-- Begin Text extract --

The method in the madness

The idea began light-heartedly – it was an opportunity to road-test the real-time rapid response capabilities of our social media analysis software and methodologies, by applying them to the live debate on Europe between Nick Clegg and Nigel Farage. The arrival of a Newsnight team kicked the operation up a gear, really putting the pressure on to deliver results.

We set out to investigate two things: firstly, the extent to which we could produce meaningful real-time outputs, and secondly, how quickly we could put together more considered analysis of the type we have previously produced on less time-sensitive projects. This post will focus on how we tackled the first of those two challenges, namely the processes behind producing our boo/cheer worm:

‘Method51’, our cryptically named social media analysis platform, was at the heart of our attempt to unpick the Twittersphere as it formed around the BBC Europe Debate on Tuesday night.

Method51 allows analysts to collect data from Twitter and construct Natural Language Processing classifiers that can automatically sort documents into one of a number of pre-defined categories. We published a paper last year detailing some of how that works and a forthcoming paper describes a series of case studies and developments since then.



A natural method for visualising real time sentiment has been dubbed the ‘opinion worm’. The first CASM collaboration between the University of Sussex and Demos produced one of these for the X-Factor competition back in 2011, which you can read more about here. An opinion worm is essentially a constantly updating plot that records the chronology of the ratio between the number of positive and negative points made towards each candidate.

The result is a growing line for each candidate that tracks up when people are being more positive than negative, and down when people are being more negative than positive. In order to drive the positive and negative points we need to automatically analyse the language of people’s comments about the debate. To do that we built two classifiers: one for Clegg, and one for Farage.

-- End Text extract --

**Problems to solve:**
1. Name every TV show or broadcast event that the post mentions by name.
2. Transcribe the post word for word, from "The method in" up to and including "to deliver results.".
The rows that follow come from a separate source and have nothing to do with the post.

-- Begin Extracted material --

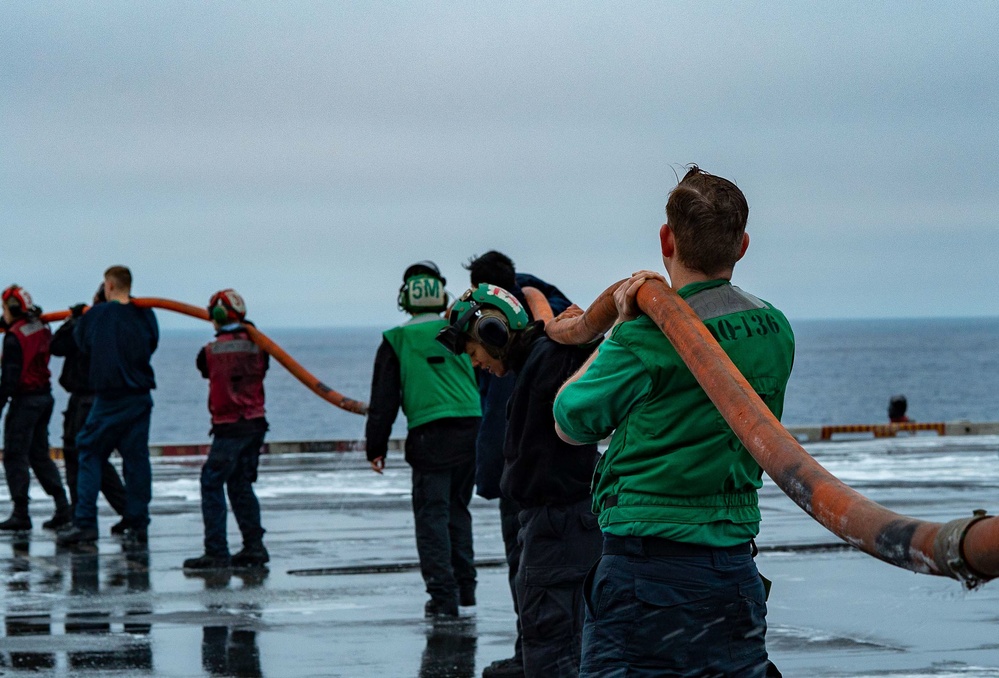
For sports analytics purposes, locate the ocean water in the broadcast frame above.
[35,318,999,444]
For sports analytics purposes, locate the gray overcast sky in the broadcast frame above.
[0,0,999,328]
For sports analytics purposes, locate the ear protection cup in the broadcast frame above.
[472,315,510,349]
[395,282,409,311]
[212,299,229,325]
[3,285,32,315]
[208,289,246,325]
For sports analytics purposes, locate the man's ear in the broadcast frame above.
[736,233,749,261]
[659,224,676,259]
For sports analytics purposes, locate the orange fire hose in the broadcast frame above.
[545,280,999,589]
[42,297,368,415]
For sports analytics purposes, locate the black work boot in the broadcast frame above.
[232,542,271,567]
[42,504,73,530]
[0,504,31,532]
[184,553,231,570]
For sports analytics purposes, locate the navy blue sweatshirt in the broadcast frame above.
[73,301,160,398]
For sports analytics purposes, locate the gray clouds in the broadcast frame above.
[0,2,999,327]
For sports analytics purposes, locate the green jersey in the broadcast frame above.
[555,280,794,546]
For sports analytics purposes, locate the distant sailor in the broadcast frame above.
[59,266,160,548]
[438,284,600,678]
[365,261,482,617]
[184,289,270,570]
[465,250,571,678]
[0,285,72,531]
[888,393,912,424]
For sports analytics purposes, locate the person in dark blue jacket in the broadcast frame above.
[465,250,572,678]
[59,266,159,545]
[50,283,128,534]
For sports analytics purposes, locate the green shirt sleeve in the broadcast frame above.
[554,337,652,443]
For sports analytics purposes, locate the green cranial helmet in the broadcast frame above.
[437,283,528,357]
[398,261,447,314]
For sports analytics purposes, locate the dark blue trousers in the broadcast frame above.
[413,460,475,604]
[3,393,66,507]
[515,497,600,678]
[579,535,780,678]
[201,433,264,557]
[73,393,153,530]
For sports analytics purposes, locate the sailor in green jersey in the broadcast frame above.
[554,166,794,678]
[365,261,482,617]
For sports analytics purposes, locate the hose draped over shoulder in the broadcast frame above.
[545,280,999,589]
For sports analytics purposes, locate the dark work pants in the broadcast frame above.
[62,393,125,515]
[201,433,264,557]
[517,497,600,678]
[580,535,780,678]
[500,497,523,659]
[73,393,153,529]
[413,459,475,604]
[3,393,68,508]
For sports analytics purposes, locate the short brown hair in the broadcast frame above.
[666,165,749,275]
[104,266,132,290]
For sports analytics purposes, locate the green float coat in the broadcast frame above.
[556,280,794,546]
[383,313,482,429]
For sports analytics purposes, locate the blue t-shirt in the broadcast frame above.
[73,301,160,398]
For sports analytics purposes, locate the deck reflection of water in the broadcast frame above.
[0,436,999,678]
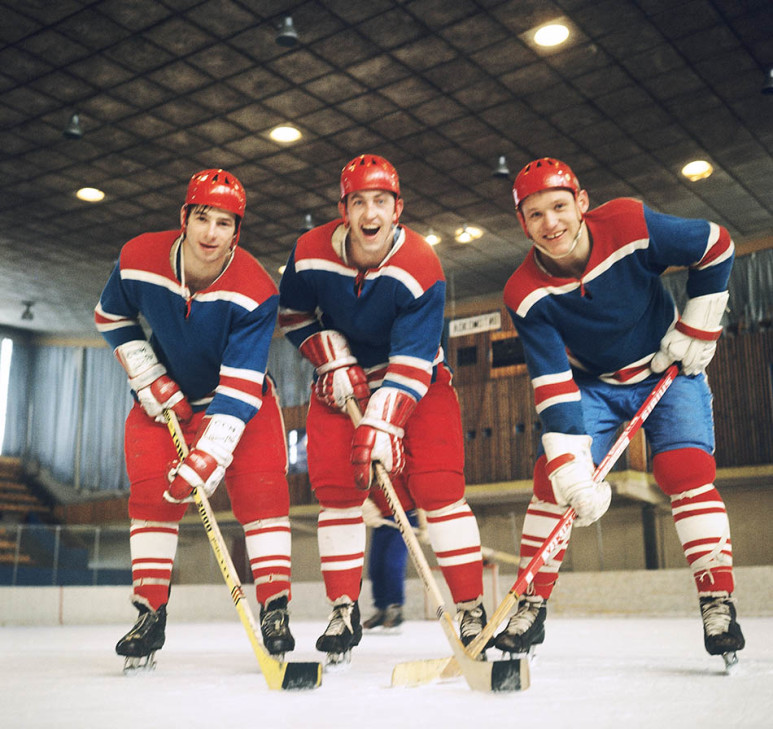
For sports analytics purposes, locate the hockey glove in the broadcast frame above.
[299,329,370,411]
[115,339,193,423]
[352,387,416,489]
[650,291,729,375]
[164,414,245,504]
[542,433,612,526]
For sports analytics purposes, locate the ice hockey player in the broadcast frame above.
[495,158,744,663]
[279,154,485,661]
[95,169,295,668]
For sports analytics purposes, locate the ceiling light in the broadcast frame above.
[62,113,83,139]
[274,15,298,48]
[268,124,301,144]
[682,159,714,182]
[75,187,105,202]
[762,66,773,94]
[534,23,569,48]
[491,155,510,180]
[454,225,483,243]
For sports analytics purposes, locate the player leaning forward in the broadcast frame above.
[495,158,744,655]
[279,155,485,661]
[95,170,295,665]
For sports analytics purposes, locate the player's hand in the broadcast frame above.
[115,339,193,423]
[299,329,370,411]
[650,291,729,375]
[352,387,416,489]
[164,414,245,504]
[542,433,612,526]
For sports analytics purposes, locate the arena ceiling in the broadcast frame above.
[0,0,773,336]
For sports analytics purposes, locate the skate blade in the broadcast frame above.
[324,648,352,673]
[722,651,738,676]
[123,651,156,676]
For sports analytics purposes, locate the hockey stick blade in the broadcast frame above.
[164,410,322,690]
[392,364,679,686]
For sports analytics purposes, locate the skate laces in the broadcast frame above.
[325,603,354,635]
[505,600,544,635]
[701,597,733,635]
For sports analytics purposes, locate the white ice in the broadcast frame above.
[0,616,773,729]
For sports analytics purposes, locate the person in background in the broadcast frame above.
[279,154,485,663]
[95,169,295,668]
[495,157,744,661]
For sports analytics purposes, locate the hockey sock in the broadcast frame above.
[426,499,483,603]
[129,519,179,610]
[518,496,572,600]
[244,516,291,605]
[317,506,365,602]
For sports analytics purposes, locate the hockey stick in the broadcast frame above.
[392,364,679,685]
[346,398,529,691]
[164,410,322,690]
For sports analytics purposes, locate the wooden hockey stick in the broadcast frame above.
[164,410,322,690]
[346,398,529,691]
[392,364,679,686]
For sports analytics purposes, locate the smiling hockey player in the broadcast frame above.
[279,154,485,662]
[495,158,744,665]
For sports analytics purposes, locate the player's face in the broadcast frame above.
[183,205,236,266]
[339,190,403,266]
[521,189,588,258]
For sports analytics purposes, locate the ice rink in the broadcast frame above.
[0,615,773,729]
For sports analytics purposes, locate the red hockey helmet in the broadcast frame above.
[341,154,400,202]
[513,157,580,236]
[185,169,247,221]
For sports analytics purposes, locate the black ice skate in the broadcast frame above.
[317,600,362,669]
[700,593,746,671]
[260,596,295,657]
[456,603,489,661]
[115,602,166,674]
[494,597,548,656]
[362,605,403,633]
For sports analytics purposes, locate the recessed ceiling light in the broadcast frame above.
[682,159,714,182]
[268,124,301,144]
[75,187,105,202]
[454,225,483,243]
[534,23,569,48]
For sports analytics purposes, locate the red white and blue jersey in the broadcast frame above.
[95,230,279,422]
[504,198,734,434]
[279,220,445,400]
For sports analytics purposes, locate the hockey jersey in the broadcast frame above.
[279,220,445,400]
[95,231,279,422]
[504,198,734,434]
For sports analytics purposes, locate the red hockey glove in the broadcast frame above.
[352,387,416,490]
[299,329,370,410]
[115,339,193,423]
[164,414,245,504]
[650,291,730,375]
[542,433,612,526]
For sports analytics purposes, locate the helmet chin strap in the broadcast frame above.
[534,220,585,261]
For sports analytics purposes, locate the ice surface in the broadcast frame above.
[0,615,773,729]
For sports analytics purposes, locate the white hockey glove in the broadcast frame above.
[352,387,416,490]
[650,291,729,375]
[542,433,612,526]
[164,414,245,504]
[299,329,370,411]
[115,339,193,423]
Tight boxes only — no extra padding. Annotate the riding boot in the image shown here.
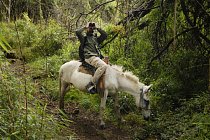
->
[86,82,97,94]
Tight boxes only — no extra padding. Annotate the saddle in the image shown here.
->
[78,57,109,96]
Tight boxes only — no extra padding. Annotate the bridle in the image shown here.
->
[139,88,149,110]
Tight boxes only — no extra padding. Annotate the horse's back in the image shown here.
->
[59,60,81,82]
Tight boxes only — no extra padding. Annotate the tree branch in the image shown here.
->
[76,0,115,27]
[148,27,196,66]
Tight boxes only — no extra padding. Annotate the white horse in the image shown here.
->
[59,60,151,128]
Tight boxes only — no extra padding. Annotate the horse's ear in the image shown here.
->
[148,84,153,90]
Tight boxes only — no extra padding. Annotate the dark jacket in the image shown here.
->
[76,27,107,59]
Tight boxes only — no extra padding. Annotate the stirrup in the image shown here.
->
[86,82,96,94]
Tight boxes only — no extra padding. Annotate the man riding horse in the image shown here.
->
[76,23,107,94]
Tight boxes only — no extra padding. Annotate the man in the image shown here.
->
[76,23,107,94]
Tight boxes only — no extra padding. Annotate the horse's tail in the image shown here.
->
[58,68,63,109]
[58,68,63,94]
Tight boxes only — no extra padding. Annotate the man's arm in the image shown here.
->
[96,28,107,44]
[75,27,87,42]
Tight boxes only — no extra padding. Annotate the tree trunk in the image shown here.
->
[208,51,210,91]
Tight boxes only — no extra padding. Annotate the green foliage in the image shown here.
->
[1,14,66,61]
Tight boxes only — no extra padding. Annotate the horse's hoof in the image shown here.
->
[121,119,126,124]
[73,107,79,115]
[99,125,105,130]
[99,122,105,129]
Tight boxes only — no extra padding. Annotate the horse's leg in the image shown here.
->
[59,80,69,111]
[113,93,124,123]
[99,90,108,129]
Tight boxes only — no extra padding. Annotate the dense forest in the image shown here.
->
[0,0,210,140]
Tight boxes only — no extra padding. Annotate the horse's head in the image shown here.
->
[137,85,152,120]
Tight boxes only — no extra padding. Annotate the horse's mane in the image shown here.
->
[112,65,139,83]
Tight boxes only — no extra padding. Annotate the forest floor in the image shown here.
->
[10,61,131,140]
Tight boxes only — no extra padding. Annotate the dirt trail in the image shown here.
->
[38,95,131,140]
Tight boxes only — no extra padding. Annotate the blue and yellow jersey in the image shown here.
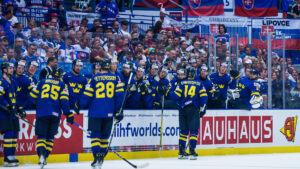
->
[13,74,35,109]
[238,77,260,109]
[0,77,17,119]
[200,78,215,100]
[80,72,124,118]
[30,78,70,118]
[170,79,207,108]
[63,72,87,107]
[209,72,231,99]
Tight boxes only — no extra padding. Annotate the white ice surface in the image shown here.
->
[6,153,300,169]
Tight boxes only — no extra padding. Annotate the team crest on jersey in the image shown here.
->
[259,26,274,42]
[189,0,201,9]
[243,0,254,10]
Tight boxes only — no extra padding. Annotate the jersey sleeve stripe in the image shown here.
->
[85,88,94,92]
[116,88,124,92]
[30,92,37,99]
[174,91,181,97]
[200,93,207,97]
[251,92,259,96]
[83,92,93,97]
[59,96,69,100]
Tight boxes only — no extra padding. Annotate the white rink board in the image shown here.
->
[82,110,300,149]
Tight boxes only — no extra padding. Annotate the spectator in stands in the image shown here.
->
[181,29,192,45]
[155,7,171,30]
[38,47,55,62]
[287,0,299,18]
[2,48,16,61]
[120,21,131,38]
[74,38,91,62]
[88,19,101,32]
[72,0,92,12]
[58,37,76,63]
[96,0,119,27]
[112,21,121,35]
[15,38,27,55]
[107,43,118,60]
[39,57,57,81]
[0,10,15,45]
[23,19,36,37]
[25,43,38,62]
[90,40,108,63]
[6,4,19,27]
[14,23,25,39]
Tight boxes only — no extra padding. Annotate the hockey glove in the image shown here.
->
[17,107,26,119]
[200,104,206,118]
[114,110,124,123]
[157,86,168,95]
[66,112,74,125]
[229,70,240,79]
[74,101,80,114]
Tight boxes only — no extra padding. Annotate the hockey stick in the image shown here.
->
[107,72,133,149]
[74,119,149,168]
[0,105,35,127]
[159,95,165,154]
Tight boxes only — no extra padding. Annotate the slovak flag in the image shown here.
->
[183,0,224,16]
[234,0,278,17]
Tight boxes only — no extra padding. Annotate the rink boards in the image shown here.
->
[0,110,300,164]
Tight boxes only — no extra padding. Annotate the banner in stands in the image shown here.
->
[182,0,224,16]
[171,16,251,46]
[0,111,83,156]
[66,11,100,26]
[83,110,300,149]
[252,19,300,50]
[134,0,179,8]
[22,0,48,22]
[234,0,278,17]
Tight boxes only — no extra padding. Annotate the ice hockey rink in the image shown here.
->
[5,153,300,169]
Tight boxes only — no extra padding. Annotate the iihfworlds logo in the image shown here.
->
[280,116,298,142]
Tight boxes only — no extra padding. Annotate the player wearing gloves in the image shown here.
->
[209,63,231,109]
[63,59,87,109]
[30,68,74,168]
[238,69,263,110]
[76,59,124,169]
[0,62,21,167]
[125,66,153,109]
[199,65,215,108]
[13,61,35,109]
[169,68,207,160]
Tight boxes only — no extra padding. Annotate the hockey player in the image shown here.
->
[153,66,170,109]
[238,69,263,110]
[84,62,100,80]
[13,61,35,109]
[125,66,153,109]
[39,57,57,81]
[199,65,215,109]
[76,59,124,169]
[30,68,74,168]
[0,62,26,167]
[209,63,231,109]
[169,67,207,160]
[63,59,87,109]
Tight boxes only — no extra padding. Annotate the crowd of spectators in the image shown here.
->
[0,1,300,108]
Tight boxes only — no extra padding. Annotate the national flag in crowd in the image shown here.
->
[234,0,278,17]
[182,0,224,16]
[134,0,179,8]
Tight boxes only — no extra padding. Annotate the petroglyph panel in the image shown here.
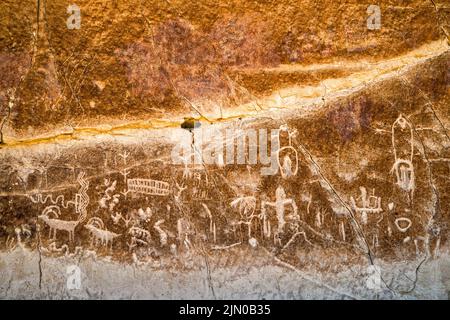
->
[0,0,450,299]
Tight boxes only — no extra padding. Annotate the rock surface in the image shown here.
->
[0,0,450,299]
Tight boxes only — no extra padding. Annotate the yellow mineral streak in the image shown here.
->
[0,41,449,149]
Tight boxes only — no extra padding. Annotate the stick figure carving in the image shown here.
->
[391,115,415,197]
[261,186,299,236]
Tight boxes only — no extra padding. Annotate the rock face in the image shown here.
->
[0,0,450,299]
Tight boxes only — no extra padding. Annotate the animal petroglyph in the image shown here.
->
[38,206,81,242]
[84,217,120,249]
[38,172,89,242]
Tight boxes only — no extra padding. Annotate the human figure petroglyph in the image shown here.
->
[177,218,194,250]
[171,128,280,175]
[391,115,415,197]
[350,187,383,224]
[277,125,299,179]
[38,206,85,242]
[202,203,216,243]
[127,227,152,251]
[230,196,258,238]
[6,224,31,250]
[261,186,300,236]
[127,178,170,196]
[394,217,412,233]
[98,179,120,212]
[84,217,121,249]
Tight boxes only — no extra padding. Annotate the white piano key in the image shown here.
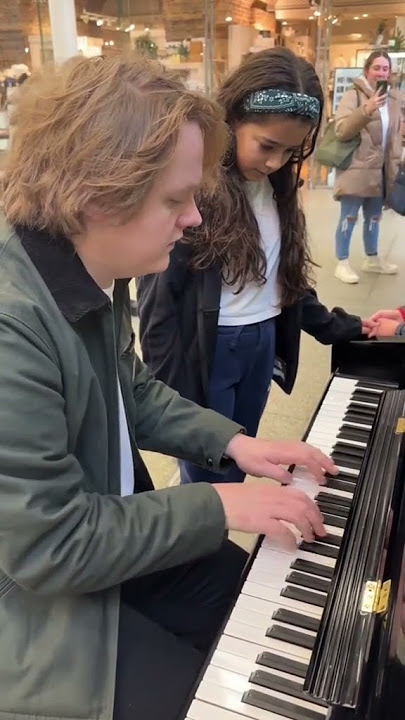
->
[257,537,336,572]
[196,668,327,720]
[216,635,305,665]
[249,568,328,592]
[210,650,304,686]
[224,620,311,662]
[188,683,286,720]
[210,650,305,688]
[241,580,323,619]
[234,586,322,622]
[203,665,327,716]
[187,700,252,720]
[229,603,316,638]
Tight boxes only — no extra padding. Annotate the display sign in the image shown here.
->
[332,67,363,115]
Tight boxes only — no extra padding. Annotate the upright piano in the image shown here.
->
[182,341,405,720]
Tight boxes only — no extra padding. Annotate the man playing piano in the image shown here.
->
[0,57,336,720]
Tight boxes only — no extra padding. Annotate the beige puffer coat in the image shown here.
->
[335,78,402,199]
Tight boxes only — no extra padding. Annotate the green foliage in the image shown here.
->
[391,28,405,52]
[135,34,157,60]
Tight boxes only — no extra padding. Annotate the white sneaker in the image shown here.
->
[335,260,359,285]
[362,255,398,275]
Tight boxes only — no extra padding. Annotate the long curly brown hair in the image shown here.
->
[185,48,324,306]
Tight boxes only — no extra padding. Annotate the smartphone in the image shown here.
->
[376,80,388,95]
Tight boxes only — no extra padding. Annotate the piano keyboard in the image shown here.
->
[187,376,390,720]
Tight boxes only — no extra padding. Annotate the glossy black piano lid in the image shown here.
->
[332,336,405,390]
[364,438,405,720]
[304,391,405,708]
[330,404,405,720]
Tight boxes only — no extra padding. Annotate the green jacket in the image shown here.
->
[0,221,240,720]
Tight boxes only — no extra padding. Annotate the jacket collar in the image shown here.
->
[15,225,109,323]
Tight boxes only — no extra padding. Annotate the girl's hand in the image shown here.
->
[369,310,404,323]
[364,90,388,117]
[369,317,403,337]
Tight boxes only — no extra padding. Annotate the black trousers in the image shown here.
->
[114,540,247,720]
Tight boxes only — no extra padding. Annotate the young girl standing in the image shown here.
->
[138,48,368,483]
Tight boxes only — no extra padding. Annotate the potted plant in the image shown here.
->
[375,20,387,47]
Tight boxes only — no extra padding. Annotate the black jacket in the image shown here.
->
[137,243,361,405]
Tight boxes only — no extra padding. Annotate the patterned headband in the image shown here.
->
[243,88,321,122]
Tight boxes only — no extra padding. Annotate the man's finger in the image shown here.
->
[306,503,326,537]
[266,518,297,552]
[263,463,292,485]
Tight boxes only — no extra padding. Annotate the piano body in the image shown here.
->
[182,341,405,720]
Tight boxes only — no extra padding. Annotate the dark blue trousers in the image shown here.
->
[180,318,276,484]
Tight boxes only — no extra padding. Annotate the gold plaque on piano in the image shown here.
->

-- End Extracted material --

**Results for the exercise:**
1.
Newsnight
BBC Europe Debate
X-Factor

2.
The method in the madness

The idea began light-heartedly – it was an opportunity to road-test the real-time rapid response capabilities of our social media analysis software and methodologies, by applying them to the live debate on Europe between Nick Clegg and Nigel Farage. The arrival of a Newsnight team kicked the operation up a gear, really putting the pressure on to deliver results.